> _EXERCISE DETAILS_
Return the records that follow, matching each one exactly.

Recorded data
§

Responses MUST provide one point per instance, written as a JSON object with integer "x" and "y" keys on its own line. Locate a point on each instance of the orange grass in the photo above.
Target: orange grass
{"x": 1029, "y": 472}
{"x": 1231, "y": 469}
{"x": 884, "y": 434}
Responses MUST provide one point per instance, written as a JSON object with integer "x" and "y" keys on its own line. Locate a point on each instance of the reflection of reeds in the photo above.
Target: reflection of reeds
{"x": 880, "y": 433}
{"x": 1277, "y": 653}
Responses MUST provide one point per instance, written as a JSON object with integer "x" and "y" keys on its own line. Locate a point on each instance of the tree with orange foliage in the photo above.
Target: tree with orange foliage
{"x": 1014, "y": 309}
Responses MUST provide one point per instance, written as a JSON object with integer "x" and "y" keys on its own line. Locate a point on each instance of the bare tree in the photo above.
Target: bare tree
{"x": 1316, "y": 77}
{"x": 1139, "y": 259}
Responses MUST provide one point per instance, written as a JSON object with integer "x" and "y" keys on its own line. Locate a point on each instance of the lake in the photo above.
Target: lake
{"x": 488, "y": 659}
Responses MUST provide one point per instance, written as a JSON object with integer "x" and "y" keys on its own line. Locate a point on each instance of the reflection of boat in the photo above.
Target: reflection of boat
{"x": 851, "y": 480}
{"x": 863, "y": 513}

§

> _RESPONSE TO THIS EXERCISE_
Responses MUST provide one point per instance, written as a JSON object with integer "x" and "y" keys on its own line. Locate a point on each instance of the orange grass in the photo above.
Target: orange grass
{"x": 1029, "y": 472}
{"x": 1231, "y": 469}
{"x": 884, "y": 434}
Responses MUST provide one point per instance, written as a JSON object with integer "x" and "y" keys on its own line. Locate a point on each instance of the reflection of reeds in the photo above.
Target: reflection of reeds
{"x": 880, "y": 433}
{"x": 1277, "y": 653}
Responses MUST provide one point per instance, written as a JSON object with integer "x" and "y" keys on its own line. Locate a point on each instance of the tree with orange foliage in the photo above.
Target: tree with orange foliage
{"x": 1014, "y": 309}
Responses MUST provide one point per instance, written as a JSON object with integer "x" and "y" keys on its own line. Locate a point on each instance of the bare tree in the photo above.
Target: bare tree
{"x": 1316, "y": 77}
{"x": 1139, "y": 259}
Responses MUST provide one point per instance, written as a JSON object with integer "x" and "y" keys on its own line. Locate a point on each instance of the lake in the photo above.
Target: lake
{"x": 488, "y": 659}
Responses MUST provide one point per instance, written as a JSON object with integer "x" and "y" keys on its own line. Locate a point on each instance of the reflection of boat in the photo above.
Target: reflection of boat
{"x": 851, "y": 480}
{"x": 863, "y": 513}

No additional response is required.